▶ **WHAT TO WORK ON**: Please update the data starting at the line containing "Wildlife camera trigger: the trail-cam image above contains sky." and ending at the line containing "193, 207, 200, 226", replacing "trail-cam" with "camera-trap" and leaving everything else unchanged.

▶ **DATA SHOWN**:
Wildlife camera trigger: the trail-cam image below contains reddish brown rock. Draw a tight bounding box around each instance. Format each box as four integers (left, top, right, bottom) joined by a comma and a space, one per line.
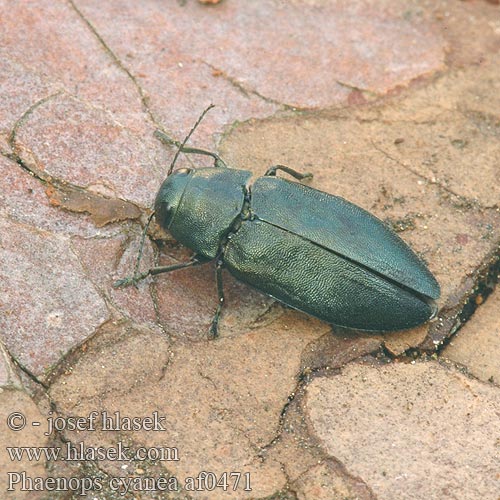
442, 289, 500, 385
305, 362, 500, 500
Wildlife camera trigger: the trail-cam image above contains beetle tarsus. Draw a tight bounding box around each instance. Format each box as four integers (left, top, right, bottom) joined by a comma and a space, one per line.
264, 165, 313, 181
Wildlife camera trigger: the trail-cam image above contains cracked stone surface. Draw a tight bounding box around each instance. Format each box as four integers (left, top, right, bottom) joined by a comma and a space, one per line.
0, 343, 48, 500
0, 0, 500, 500
305, 363, 500, 499
442, 284, 500, 385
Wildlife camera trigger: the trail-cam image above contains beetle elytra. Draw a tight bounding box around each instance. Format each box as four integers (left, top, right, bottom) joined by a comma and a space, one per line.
115, 107, 440, 336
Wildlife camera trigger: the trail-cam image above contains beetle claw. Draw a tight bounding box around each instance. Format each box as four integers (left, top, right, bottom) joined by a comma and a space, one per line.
113, 276, 138, 288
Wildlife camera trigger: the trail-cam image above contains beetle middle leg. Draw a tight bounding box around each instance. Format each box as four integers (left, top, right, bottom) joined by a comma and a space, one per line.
264, 165, 312, 181
113, 255, 208, 288
210, 259, 225, 339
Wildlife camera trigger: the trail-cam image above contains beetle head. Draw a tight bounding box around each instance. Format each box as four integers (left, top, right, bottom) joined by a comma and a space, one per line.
155, 168, 194, 229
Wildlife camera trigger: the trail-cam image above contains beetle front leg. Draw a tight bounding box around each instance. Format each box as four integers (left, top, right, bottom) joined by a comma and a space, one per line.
113, 255, 207, 288
264, 165, 312, 181
210, 260, 225, 339
154, 129, 227, 168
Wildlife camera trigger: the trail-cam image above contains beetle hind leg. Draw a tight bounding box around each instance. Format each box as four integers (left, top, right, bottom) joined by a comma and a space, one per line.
209, 260, 225, 339
264, 165, 313, 181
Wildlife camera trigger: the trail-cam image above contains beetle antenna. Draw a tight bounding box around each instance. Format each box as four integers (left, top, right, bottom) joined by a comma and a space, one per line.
167, 104, 215, 177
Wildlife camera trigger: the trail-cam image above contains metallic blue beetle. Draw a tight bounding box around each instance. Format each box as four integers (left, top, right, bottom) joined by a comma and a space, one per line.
115, 108, 440, 336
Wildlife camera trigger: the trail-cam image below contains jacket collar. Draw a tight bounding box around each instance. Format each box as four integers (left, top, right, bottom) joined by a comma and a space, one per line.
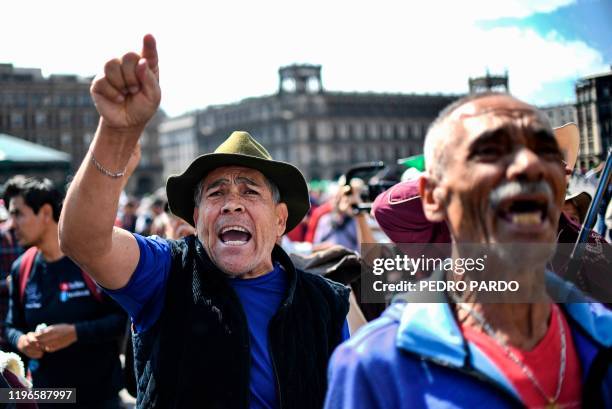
392, 273, 612, 397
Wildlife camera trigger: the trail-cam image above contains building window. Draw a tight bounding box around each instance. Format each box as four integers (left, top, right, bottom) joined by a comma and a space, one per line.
11, 112, 23, 128
34, 111, 47, 128
60, 111, 72, 126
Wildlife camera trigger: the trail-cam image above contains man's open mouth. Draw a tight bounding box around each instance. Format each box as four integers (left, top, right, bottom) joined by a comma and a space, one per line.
219, 226, 252, 246
497, 196, 548, 227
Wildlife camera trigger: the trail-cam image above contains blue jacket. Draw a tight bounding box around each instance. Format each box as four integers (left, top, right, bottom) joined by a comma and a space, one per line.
325, 303, 612, 409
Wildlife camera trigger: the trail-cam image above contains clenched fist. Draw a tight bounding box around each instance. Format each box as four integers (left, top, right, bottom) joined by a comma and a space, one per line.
91, 34, 161, 130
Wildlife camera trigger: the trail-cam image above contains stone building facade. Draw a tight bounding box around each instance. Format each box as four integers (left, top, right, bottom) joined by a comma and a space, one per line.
160, 65, 459, 180
576, 67, 612, 168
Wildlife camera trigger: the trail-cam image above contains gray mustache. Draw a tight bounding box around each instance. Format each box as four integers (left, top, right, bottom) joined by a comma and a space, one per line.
489, 180, 553, 209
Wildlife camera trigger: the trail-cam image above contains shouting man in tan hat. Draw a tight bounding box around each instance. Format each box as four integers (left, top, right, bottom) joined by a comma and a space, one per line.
60, 35, 348, 408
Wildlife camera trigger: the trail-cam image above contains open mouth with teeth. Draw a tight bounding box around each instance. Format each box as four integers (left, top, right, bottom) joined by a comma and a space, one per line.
497, 198, 548, 226
219, 226, 252, 246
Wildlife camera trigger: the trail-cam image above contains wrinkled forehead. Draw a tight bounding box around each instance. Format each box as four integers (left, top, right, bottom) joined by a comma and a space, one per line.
202, 166, 265, 188
449, 97, 553, 140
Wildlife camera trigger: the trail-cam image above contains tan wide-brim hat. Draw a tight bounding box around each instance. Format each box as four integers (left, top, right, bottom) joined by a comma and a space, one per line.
166, 131, 310, 232
554, 122, 580, 170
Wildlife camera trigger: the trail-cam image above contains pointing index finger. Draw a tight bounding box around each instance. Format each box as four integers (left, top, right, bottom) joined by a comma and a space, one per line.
141, 34, 159, 75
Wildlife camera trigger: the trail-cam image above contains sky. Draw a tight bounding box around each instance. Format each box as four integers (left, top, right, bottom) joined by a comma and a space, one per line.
0, 0, 612, 116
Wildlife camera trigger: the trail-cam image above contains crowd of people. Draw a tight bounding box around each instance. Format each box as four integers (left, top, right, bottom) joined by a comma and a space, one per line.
0, 35, 612, 409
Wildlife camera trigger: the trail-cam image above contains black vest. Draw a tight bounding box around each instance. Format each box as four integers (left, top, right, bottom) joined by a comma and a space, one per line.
133, 236, 349, 409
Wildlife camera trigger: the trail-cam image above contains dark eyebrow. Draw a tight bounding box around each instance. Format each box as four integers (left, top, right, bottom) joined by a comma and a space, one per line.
205, 178, 229, 191
206, 176, 259, 191
469, 127, 508, 150
236, 176, 259, 187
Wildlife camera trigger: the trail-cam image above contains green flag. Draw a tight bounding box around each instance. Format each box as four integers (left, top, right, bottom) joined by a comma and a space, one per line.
397, 155, 425, 172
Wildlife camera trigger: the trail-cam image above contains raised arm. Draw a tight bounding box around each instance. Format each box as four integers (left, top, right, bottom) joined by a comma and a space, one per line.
59, 35, 161, 289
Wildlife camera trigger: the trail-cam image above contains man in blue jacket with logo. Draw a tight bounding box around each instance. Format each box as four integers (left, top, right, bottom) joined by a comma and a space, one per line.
326, 93, 612, 409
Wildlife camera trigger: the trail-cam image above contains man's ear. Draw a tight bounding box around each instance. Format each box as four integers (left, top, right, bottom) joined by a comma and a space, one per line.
38, 203, 55, 223
276, 202, 289, 238
419, 176, 448, 222
193, 207, 200, 226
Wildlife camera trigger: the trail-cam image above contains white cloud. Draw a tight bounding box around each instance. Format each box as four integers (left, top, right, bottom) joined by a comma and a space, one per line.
0, 0, 605, 114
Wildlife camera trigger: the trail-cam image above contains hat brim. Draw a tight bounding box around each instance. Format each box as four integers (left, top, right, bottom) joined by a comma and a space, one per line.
166, 153, 310, 233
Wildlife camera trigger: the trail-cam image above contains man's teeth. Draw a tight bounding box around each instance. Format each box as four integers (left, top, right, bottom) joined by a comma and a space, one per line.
223, 240, 247, 246
221, 226, 249, 234
512, 212, 542, 226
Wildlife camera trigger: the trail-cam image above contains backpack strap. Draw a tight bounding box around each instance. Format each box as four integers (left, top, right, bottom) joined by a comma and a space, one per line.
19, 246, 103, 304
19, 246, 38, 304
81, 270, 102, 302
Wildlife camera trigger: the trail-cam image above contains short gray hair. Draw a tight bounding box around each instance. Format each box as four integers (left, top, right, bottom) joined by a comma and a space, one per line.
193, 176, 281, 207
423, 92, 512, 179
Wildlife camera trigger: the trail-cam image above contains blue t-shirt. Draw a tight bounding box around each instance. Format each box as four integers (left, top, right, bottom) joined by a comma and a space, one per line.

▶ **COMPLETED TASK**:
Wildlife camera trigger: the camera-trap image above contains sky. Draw a tight bounding box around each instance. Format each box as four integers (left, top, right, bottom) joined by a comma and a space, one per line.
0, 0, 612, 116
Wildlife camera trigger: the camera-trap image above contains crowd of people. Draw a tight bounding box around each instance. Format each box as four integers (left, top, right, bottom) joined by a comma and a space, one per line.
0, 35, 612, 409
Wildlife camera trigger: the camera-trap image above contains black vest. Draw a tight bounding box around each instance. Format each box as four integers (left, top, right, bottom) joined by a comma and a space, one per line.
133, 236, 349, 409
Wildlife camera trigger: the camera-trap image above contains dark eyebrow. Draw a tight bounding box around each instance. Format each box as four integers (left, top, right, bottom) joined by a comma and a space, one per line.
205, 178, 229, 191
206, 176, 259, 191
469, 127, 508, 150
236, 176, 259, 187
Wildlife camera trigger: the camera-trap image above contains green flag. Draw a tight bounding box around each instance. Format each box as four integers (left, top, right, bottom) joined by a comma and a space, one per line.
397, 155, 425, 172
Wildlife camera trigger: the camera-trap image above contains raised arm. Draw a tight bounding box around each instance. Format each box as four integers (left, top, right, bottom) joined by a comma and a space, one per line.
59, 35, 161, 289
Wildlife camera trigger: the camera-trap image above contains man in blue jacket with logo. Draw a tight bounding box around each instance. Format each box as four integers (left, top, right, bottom) joined by a comma and a space, one per line.
326, 93, 612, 409
Wildlife camera trigger: the camera-trap image above contains man's ear. Draw a tight bounding box around each instance. Format each box as four integers (left, top, right, bottom) joined by a comma and a space, one per line.
38, 203, 55, 223
276, 202, 289, 238
419, 176, 448, 222
193, 207, 200, 226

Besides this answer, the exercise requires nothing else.